» **Task objective**
This exercise calls for the records to be repeated in full, exactly as written.

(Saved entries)
++++++
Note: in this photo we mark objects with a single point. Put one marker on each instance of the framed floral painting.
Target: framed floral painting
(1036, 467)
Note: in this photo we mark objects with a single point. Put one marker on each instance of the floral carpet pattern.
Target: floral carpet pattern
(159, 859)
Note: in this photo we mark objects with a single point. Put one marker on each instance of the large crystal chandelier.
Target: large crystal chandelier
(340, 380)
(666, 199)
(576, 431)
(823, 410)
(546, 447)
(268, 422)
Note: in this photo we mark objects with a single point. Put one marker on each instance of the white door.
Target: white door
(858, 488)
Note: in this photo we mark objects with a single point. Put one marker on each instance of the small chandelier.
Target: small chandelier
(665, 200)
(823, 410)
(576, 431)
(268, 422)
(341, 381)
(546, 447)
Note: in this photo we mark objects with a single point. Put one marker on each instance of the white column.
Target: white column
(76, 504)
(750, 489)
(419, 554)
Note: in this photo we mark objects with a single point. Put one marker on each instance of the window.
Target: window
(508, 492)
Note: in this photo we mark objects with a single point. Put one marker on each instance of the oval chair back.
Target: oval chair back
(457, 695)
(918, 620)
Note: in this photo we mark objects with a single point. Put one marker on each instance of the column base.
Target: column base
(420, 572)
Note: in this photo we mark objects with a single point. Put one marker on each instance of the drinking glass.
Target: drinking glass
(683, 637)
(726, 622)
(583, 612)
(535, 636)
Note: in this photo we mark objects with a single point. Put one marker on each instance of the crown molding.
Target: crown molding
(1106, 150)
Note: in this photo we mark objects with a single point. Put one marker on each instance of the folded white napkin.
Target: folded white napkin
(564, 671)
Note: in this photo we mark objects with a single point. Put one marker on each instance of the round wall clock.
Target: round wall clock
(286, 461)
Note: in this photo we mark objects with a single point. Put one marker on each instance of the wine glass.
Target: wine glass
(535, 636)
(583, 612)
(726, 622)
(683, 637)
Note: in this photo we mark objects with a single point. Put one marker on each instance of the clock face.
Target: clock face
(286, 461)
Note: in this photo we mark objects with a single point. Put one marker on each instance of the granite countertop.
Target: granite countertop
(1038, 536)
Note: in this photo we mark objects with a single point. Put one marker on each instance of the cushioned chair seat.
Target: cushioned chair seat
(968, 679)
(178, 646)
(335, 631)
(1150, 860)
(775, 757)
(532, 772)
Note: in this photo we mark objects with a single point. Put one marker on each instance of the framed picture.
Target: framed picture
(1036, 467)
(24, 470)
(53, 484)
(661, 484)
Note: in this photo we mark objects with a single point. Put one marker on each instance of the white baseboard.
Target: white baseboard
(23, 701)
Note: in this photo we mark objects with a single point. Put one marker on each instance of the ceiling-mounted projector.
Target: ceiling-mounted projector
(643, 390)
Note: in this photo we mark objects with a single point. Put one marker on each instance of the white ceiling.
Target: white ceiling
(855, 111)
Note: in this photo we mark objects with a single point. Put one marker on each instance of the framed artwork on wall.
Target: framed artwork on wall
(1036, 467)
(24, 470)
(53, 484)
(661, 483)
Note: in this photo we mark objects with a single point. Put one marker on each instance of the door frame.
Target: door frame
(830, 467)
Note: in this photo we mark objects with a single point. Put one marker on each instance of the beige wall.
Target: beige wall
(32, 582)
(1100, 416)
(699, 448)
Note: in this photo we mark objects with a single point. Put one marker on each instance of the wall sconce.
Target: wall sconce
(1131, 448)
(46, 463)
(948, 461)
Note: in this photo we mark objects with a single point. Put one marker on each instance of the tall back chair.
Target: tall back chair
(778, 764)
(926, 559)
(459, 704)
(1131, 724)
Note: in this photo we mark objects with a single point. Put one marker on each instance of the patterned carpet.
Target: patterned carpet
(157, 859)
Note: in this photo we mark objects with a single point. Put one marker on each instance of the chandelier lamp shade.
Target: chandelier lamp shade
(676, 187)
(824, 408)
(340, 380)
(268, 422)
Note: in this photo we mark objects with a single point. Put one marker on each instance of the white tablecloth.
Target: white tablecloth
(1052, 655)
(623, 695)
++++++
» **Final answer**
Note: in this photo we mark objects with a single point. Put one marker on each instance of the framed floral painting.
Target: framed floral painting
(1036, 467)
Note: in this photo we mark objects with a single point. Put one marker on each instance of the floral carpet pattern.
Target: floral carpet pattern
(159, 859)
Note: in this photo we mark objects with a single point. Put one marker on each instance of the large crystal chandelier.
Target: large crystal chandelier
(340, 380)
(666, 199)
(576, 431)
(823, 410)
(546, 447)
(268, 422)
Note: in this photo we mark objects with a single point. Put one marker on each instance of the white door.
Target: white door
(858, 488)
Note: in this photo we mark objects with a single point. Put one marker on each instance of the small chandelier.
Target: small chandelier
(665, 200)
(823, 410)
(576, 431)
(268, 422)
(341, 381)
(546, 447)
Note: in this photo we mark objects with a single point. Put one marker on each instance of the white column.
Target: white column
(76, 504)
(750, 489)
(419, 554)
Note: in this photo we mark objects with a single point. Put one marker on each instance of the window.
Target: window
(508, 492)
Note: in this photo we mark objects with a single point. Put one marker on each instance of the oval chair back.
Target: oval chair back
(457, 695)
(918, 620)
Note: in this photo we mark objects with a single point. Put one marker on each instance of the column base.
Target: column base
(420, 572)
Note: in this photo we mark objects with a single point. Put one marker on each instance of the drinking glass.
Target: drinking glass
(683, 637)
(726, 622)
(583, 612)
(535, 636)
Note: in this photo we mark objects with a single point. Put one marker on each instance of the crown molding.
Target: crown molding
(1106, 150)
Note: in this photo we mark objects with a single point. Put one marker on each instance of the folded white napkin.
Target: folded white napkin
(564, 671)
Note: in this photo we mark objects with a single point. Put one marker on each instance of the round wall clock.
Target: round wall clock
(286, 461)
Note: in this photo we mark objects with a single point. Put one marker on each instance of the wine glass.
Target: wine glass
(535, 636)
(583, 612)
(726, 622)
(683, 637)
Note: in this photo we mark objects with a single point. Put one marker on each instance of the clock face.
Target: clock face
(286, 461)
Note: in this photo we mark objects with a single point. Put one marker on each instance of the granite countertop.
Target: granite countertop
(1038, 536)
Note: in this photo we mark objects with a single point. Put one marker on each instance of the cushioned chair seat.
Target: cushioned chair seat
(968, 679)
(178, 646)
(335, 631)
(1150, 860)
(775, 757)
(532, 772)
Note: in this photo we mark objects with a single point. Put one marker on each instance of the framed picture.
Target: framed picture
(1036, 467)
(24, 470)
(53, 484)
(661, 484)
Note: in this photo we mark objects with a single point. Put one marker on each instance of the white baseboard.
Target: white baseboard
(23, 701)
Note: in this photo we mark objects with a single point. Put one marker on each instance of the ceiling-mounted projector.
Target: ceiling-mounted projector
(643, 390)
Note: in this photo we mark objects with a single point. Put one marker on each instance of the white ceiling.
Target: white ceiling
(855, 111)
Note: in this photo we mark objects with a single point. Put one marker on each instance of the framed artwork on wall.
Target: framed artwork on wall
(1036, 467)
(24, 470)
(53, 484)
(661, 483)
Note: in this photo we mark objects with a single point. Put one marker on each instance of the door frame.
Target: door frame
(830, 467)
Note: in this photo we mark objects with a single point. Put one marker on each instance of the beige wall.
Target: beige wall
(32, 582)
(1100, 416)
(699, 448)
Note: in this photo we mark objects with a single point. Put one marker on each instance of the wall sconce.
Target: wall sconce
(1131, 448)
(46, 463)
(948, 461)
Note: in this photo we mark objects with a single point. Put one marker on each instance of the tall back chair.
Target: tall back chair
(778, 764)
(926, 559)
(459, 704)
(1131, 724)
Note: in this photo we mark objects with a single point. Put one marker on each instance of the patterned carpet.
Target: patterned carpet
(157, 859)
Note: in this photo we mark objects with a single point. Put one marker on each instance of the chandelier lamp shade.
Target: chandelier lamp shade
(676, 187)
(824, 408)
(340, 380)
(268, 422)
Note: in this photo we mark objects with a single point. Put one marker on each instance of the white tablecloth.
Target: white tablecloth
(1052, 655)
(623, 695)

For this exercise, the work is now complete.